### TASK DETAILS
Write out the part of the essay on taking a break starting with "They were the" and going on through "be stumbled upon.", word for word.

### DOCUMENT EXCERPT
It feels sacrosanct to say — especially in a culture that worships grit and productivity — but you’re allowed to take a break.
When you do something you love for a long period of time, it becomes routine. Sometimes even a bit drab.
When your former passion feels more like pulling your nails out and you’re stuck deciding whether to quit or persevere, you do have a third option: Walk away, you can always come back later.
Yes, this flys in the face of all the “push through” and “just show up every day and hustle” advice articles you’re used to seeing.
But I’m not here to make friends with all the grit-and-bear-it gurus.
That one time I quit
In 2018, I set off to record every day of my life on YouTube. On my 28th birthday, I picked up a camera, documented, edited, and published a video. I did the same thing the next day and the day after that.
I didn’t stop. Even when my son was born. Even when I felt anxious and overwhelmed. Even when my business was falling apart. I kept pushing through.
I woke up on day 280 of the experiment and a calmness came over me. I don’t want to do this anymore, I thought to myself.
When your creativity and innovativeness just aren’t there anymore, forcing output is the fastest path to burnout. That’s exactly what happened to me. I burned out.
What happened after, however, is even more important.
I quit YouTube and spent what I thought was going to be two weeks figuring out what I wanted to do next. Two weeks stretched into a month, a month stretched into a year.
I spent an entire year filling up my metaphorical tank. I read books. I cooked. I even moved to a new city. I did everything besides creating things until one day, I felt ready. So I sat down at my computer, opened up a blank page, and wrote:
I can’t be the only 29 year old feeling this way.
They were the first words I had penned in nearly two years. Ten months later, I’m still writing. Every day I write. And when I’ve written enough or am tired of writing, I step away and come back when I’m ready.
And I’m always ready to return.
The life skill no one talks about
I bet you’ve seen this comic before:
The miner on the bottom is supposed to represent those who quit too soon. Inches from riches, he gave up instead of pushing through.
The problem with this image — besides the lack of support beams — is that life doesn’t have vast diamond deposits just waiting to be stumbled upon.

### DATA PROVIDED
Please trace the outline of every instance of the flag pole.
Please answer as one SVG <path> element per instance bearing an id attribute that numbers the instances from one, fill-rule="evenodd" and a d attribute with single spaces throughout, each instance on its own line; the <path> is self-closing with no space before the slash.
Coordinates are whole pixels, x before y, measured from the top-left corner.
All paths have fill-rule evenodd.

### RESPONSE TO THIS EXERCISE
They were the first words I had penned in nearly two years. Ten months later, I’m still writing. Every day I write. And when I’ve written enough or am tired of writing, I step away and come back when I’m ready.
And I’m always ready to return.
The life skill no one talks about
I bet you’ve seen this comic before:
The miner on the bottom is supposed to represent those who quit too soon. Inches from riches, he gave up instead of pushing through.
The problem with this image — besides the lack of support beams — is that life doesn’t have vast diamond deposits just waiting to be stumbled upon.